__ZU ERLEDIGENDE AUFGABEN__:
- A) Fasse im Text zur Versicherungsbranche den Absatz, der mit „Als determinierend für die Entwicklung“ beginnt, kürzer als Liste zusammen. Die wichtigsten Fakten müssen erhalten bleiben.
- B) Bitte schreib den Text zur Versicherungsbranche im Anschluss an seinen letzten Satz weiter.
-------- TEXTAUSZUG --------
Dennoch hat die Digitalisierung die Arbeit im Versicherungsinnendienst beträchtlich verändert. „Homeoffice hat sich etabliert und im Schnitt wird ein Arbeitstag pro Woche zu Hause verbracht. Immerhin 50 % der Mitarbeiter:innen nutzen die Homeoffice-Möglichkeit", so Sobotka. Im Gegensatz zu Kundenterminen, die nach wie vor „face to face“ stattfinden, werden interne Meetings immer öfter digital durchgeführt. Auch die digitalen Prozesse – etwa digitale Antragsabwicklung, Fernsignatur oder digitale Schadensbearbeitung – wurden kontinuierlich weiterentwickelt.
Als determinierend für die Entwicklung der Versicherungsbranche kristallisieren sich für Sobotka aktuell drei Megatrends heraus:Die gegenwärtig hohe Inflation, der Klimawandel sowie der Arbeitskräftemangel. Die Inflation wird kurzfristig zu höheren Einnahmen im Prämienbereich führen. Aber auch die Kosten – etwa zur Kompensation der Schäden – werden entsprechend steigen. Hier stellt sich die Frage, ob die Mehrkosten kurzfristig stärker ansteigen als die Erträge, was zu finanziellen Problemen führen könnte. Beim Bestandsgeschäft wird es zu keiner großen Stornowelle kommen, während man in der Branche aufgrund von möglichen Reallohnverlusten in der Bevölkerung beim Neugeschäft im Bereich von (langfristigen) Vorsorgeprodukten mit negativen Auswirkungen rechnet.
Die größten Auswirkungen auf die Versicherungsbranche werden in den nächsten Jahren eindeutig der Klimawandel und Umweltschutz haben. Nachhaltiges Agieren nach ESG-Kriterien – Kriterien aus den Bereichen Umwelt, Soziales und verantwortungsvolle Unternehmensführung – wird zu einem großen Thema werden. Auch wenn derzeit aufgrund einer drohenden Rezession etwas gebremst wird, stellen sich fast alle Unternehmen die Frage, wie sie durch nachhaltigeres Agieren erfolgreich sein können. In jedem Fall werde der Klimawandel zu vermehrten Schäden durch Naturkatastrophen führen, was auch die Prämien der betroffenen Versicherungsprodukte steigen lässt.
-------- INHALT DES DATENSATZES --------
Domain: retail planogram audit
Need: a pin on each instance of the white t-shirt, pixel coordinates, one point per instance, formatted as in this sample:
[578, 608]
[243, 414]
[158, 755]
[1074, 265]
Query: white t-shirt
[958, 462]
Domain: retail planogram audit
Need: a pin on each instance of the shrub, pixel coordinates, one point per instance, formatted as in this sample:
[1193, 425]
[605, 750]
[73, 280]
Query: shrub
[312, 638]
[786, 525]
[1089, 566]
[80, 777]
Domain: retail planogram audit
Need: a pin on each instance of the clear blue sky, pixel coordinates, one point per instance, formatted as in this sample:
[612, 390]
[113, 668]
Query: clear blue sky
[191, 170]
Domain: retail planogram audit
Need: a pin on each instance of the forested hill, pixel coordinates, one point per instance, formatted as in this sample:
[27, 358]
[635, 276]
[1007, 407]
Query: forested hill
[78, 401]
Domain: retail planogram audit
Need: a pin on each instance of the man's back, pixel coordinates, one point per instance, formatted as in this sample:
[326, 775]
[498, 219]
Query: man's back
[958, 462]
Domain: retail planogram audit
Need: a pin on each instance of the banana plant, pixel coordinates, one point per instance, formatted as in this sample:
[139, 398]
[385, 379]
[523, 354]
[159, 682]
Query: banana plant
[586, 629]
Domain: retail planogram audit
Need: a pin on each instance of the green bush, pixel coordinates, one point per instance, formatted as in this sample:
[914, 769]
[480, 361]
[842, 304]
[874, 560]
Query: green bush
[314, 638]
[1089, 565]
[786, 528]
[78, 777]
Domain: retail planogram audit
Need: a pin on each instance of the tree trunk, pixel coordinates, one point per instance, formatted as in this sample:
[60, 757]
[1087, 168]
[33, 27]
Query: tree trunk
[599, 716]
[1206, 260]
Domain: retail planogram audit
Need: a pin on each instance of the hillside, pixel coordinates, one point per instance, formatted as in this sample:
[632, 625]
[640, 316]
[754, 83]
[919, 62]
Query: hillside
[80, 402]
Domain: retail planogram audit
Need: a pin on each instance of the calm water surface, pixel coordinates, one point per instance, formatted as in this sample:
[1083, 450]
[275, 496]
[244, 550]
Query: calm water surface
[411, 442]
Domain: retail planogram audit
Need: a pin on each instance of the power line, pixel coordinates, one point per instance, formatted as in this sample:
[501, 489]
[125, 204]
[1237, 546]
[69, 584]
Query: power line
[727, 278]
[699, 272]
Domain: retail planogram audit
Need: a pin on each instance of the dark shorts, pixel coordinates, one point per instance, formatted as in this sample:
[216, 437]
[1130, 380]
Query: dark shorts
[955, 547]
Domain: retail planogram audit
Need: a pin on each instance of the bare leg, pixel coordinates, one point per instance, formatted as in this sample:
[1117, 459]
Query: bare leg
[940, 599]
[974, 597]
--------
-------- INHALT DES DATENSATZES --------
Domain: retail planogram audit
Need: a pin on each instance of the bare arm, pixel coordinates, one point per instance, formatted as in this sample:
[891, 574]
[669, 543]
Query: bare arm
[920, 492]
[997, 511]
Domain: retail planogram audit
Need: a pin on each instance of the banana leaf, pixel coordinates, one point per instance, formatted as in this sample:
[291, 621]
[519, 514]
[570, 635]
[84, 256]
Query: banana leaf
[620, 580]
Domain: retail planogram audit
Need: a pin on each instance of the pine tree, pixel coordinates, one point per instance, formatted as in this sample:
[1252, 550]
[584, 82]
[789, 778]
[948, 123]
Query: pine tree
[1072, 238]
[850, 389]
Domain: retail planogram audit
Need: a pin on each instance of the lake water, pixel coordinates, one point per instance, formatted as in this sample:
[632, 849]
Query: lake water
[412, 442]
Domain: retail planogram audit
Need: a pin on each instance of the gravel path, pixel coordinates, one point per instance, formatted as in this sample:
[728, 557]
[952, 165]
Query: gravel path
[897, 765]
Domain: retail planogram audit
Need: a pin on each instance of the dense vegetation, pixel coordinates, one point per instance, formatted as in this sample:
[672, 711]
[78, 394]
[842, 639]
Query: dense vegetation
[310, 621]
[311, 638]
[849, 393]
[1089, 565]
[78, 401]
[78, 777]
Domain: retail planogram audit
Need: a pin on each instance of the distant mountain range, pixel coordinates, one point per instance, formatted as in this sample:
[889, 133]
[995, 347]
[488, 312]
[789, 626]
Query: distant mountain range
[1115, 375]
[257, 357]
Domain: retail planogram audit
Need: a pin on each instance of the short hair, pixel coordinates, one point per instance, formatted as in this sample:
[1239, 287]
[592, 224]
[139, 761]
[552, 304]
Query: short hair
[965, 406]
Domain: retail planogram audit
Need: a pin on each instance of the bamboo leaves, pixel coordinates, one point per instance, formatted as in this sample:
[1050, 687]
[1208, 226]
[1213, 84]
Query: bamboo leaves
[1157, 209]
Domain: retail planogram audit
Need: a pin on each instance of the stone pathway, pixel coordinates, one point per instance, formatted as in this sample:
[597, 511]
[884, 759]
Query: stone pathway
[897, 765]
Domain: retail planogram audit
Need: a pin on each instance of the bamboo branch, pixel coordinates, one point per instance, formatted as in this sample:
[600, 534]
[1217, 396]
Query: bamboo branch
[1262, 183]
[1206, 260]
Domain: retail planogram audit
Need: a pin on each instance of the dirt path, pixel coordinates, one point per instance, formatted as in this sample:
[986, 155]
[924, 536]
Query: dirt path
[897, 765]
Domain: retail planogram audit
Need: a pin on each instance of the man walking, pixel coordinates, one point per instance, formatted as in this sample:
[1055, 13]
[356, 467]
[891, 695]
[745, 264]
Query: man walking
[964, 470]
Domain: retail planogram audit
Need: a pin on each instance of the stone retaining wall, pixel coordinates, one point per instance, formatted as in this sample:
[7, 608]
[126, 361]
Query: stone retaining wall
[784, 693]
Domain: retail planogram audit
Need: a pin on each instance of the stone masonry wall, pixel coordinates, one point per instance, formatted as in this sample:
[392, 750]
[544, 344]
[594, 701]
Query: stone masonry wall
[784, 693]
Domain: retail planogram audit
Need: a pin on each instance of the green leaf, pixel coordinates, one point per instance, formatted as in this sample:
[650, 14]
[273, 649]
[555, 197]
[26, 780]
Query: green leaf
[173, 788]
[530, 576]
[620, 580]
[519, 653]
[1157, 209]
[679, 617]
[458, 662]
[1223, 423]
--------
__DIE ANTWORTEN__:
- A)
- Sobotka nennt drei Megatrends für die Versicherungsbranche: hohe Inflation, Klimawandel und Arbeitskräftemangel.
- Die Inflation bringt kurzfristig höhere Prämieneinnahmen, lässt aber auch die Kosten steigen, etwa für Schäden.
- Offen ist, ob die Mehrkosten kurzfristig stärker wachsen als die Erträge, was zu finanziellen Problemen führen könnte.
- Im Bestandsgeschäft wird keine große Stornowelle erwartet.
- Beim Neugeschäft mit (langfristigen) Vorsorgeprodukten rechnet die Branche wegen möglicher Reallohnverluste mit negativen Auswirkungen.

- B)
Was den Arbeitsmarkt betrifft, so wird es auch langfristig schwierig werden, geeignete Mitarbeiter:innen zu finden. Nachdem speziell im Außendienst sowie bei den Versicherungsmakler:innen in den nächsten Jahren mit einer Pensionswelle gerechnet wird, wird sich der Arbeitskräftemangel noch weiter verstärken. Hier gilt es, die Branche im Vergleich zu anderen Branchen attraktiver zu gestalten. Homeoffice, flexible Wochenstunden und betriebliche Gesundheitsvorsorge sind nur einige Punkte, bei denen die Versicherungsbranche neue Lösungen finden muss.
Ein weiterer großer Bereich, der bereits zur Normalität geworden ist, sind Cyberbedrohungen. „Deshalb sollte dem Thema IT-Security in jedem Unternehmen höchste Priorität eingeräumt werden“, appelliert Lisa Promok von der Paris Lodron Universität Salzburg. Als oberstes Gebot sollten Mitarbeiter:innen regelmäßig auf aktuelle Cybercrime-Gefahren hingewiesen werden, denn die Folgen von Cyberattacken sind immens. Neben den Kosten für Datenwiederherstellung, möglichen Betriebsunterbrechungen sowie Kosten für externe Beratung kommen auch noch mögliche Erpressungsgelder, Betrugsschäden sowie Schäden an der Reputation hinzu. Promok rät darum neben Prävention und ständiger Schulung der Mitarbeitenden auch zu einer Cyberversicherung. Die Expertin geht davon aus, dass es in diesem Bereich aufgrund der relativ jungen Produkte, der Komplexität der Ausgestaltung und der ständig neuen Delikte in den nächsten Jahren zu großen Herausforderungen für Versicherungen wie auch für die Gerichte kommen wird.